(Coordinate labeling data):
══════

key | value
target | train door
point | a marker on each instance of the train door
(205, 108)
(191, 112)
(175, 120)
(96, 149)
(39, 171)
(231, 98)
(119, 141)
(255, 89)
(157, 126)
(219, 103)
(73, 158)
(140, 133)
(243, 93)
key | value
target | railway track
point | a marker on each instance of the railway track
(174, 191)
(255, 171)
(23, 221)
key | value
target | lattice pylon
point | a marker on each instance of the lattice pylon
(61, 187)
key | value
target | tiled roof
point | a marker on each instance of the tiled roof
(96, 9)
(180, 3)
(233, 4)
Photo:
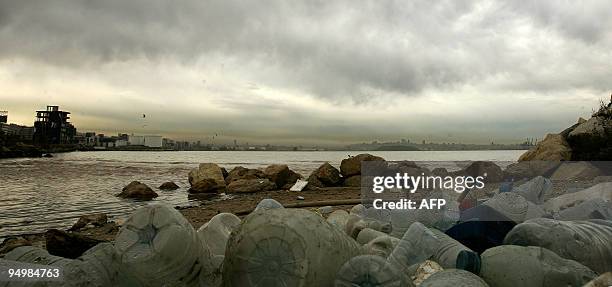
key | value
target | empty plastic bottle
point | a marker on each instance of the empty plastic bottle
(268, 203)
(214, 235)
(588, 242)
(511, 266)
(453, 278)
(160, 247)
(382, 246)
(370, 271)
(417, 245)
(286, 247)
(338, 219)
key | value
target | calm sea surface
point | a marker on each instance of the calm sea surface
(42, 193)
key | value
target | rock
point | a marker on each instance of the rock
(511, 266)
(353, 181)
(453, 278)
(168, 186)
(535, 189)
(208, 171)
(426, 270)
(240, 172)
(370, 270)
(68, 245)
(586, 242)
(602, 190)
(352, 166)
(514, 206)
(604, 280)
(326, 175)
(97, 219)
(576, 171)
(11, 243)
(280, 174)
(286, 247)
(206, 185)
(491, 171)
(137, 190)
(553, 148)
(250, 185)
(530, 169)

══════

(Set problem): Can you write out all the records above again, requests included, adding 139 to every number in the coordinates and leaving out the pictures?

(Finished exercise):
key | value
target | train door
point | a marker on each instance of the train door
(344, 247)
(330, 251)
(314, 259)
(235, 288)
(178, 310)
(370, 237)
(258, 280)
(394, 228)
(296, 265)
(358, 242)
(212, 297)
(279, 272)
(382, 232)
key | value
target | railway track
point | a marker on each instance of the railway track
(313, 330)
(394, 310)
(162, 360)
key | value
target | lattice pylon
point | a marker on each instance of the lattice pylon
(200, 326)
key | value
target | tiled roof
point | a marker on each instance of the tiled roof
(235, 148)
(319, 142)
(372, 143)
Photo:
key | value
target | empty plastic bottle
point | a marker on each instance of the empty plastic bottle
(407, 342)
(353, 374)
(727, 381)
(650, 405)
(592, 417)
(299, 386)
(521, 385)
(509, 410)
(556, 384)
(425, 386)
(477, 358)
key | value
target | calm sea surface
point | a marker on each instance of the calm sea surface
(181, 332)
key | value
target | rock
point | a marker on each instance of the rock
(650, 405)
(492, 320)
(592, 417)
(307, 325)
(674, 328)
(347, 310)
(565, 409)
(379, 311)
(509, 409)
(207, 384)
(725, 381)
(741, 329)
(491, 305)
(653, 345)
(743, 419)
(465, 314)
(236, 358)
(715, 310)
(150, 382)
(419, 313)
(425, 386)
(345, 324)
(630, 310)
(276, 329)
(692, 287)
(389, 324)
(669, 308)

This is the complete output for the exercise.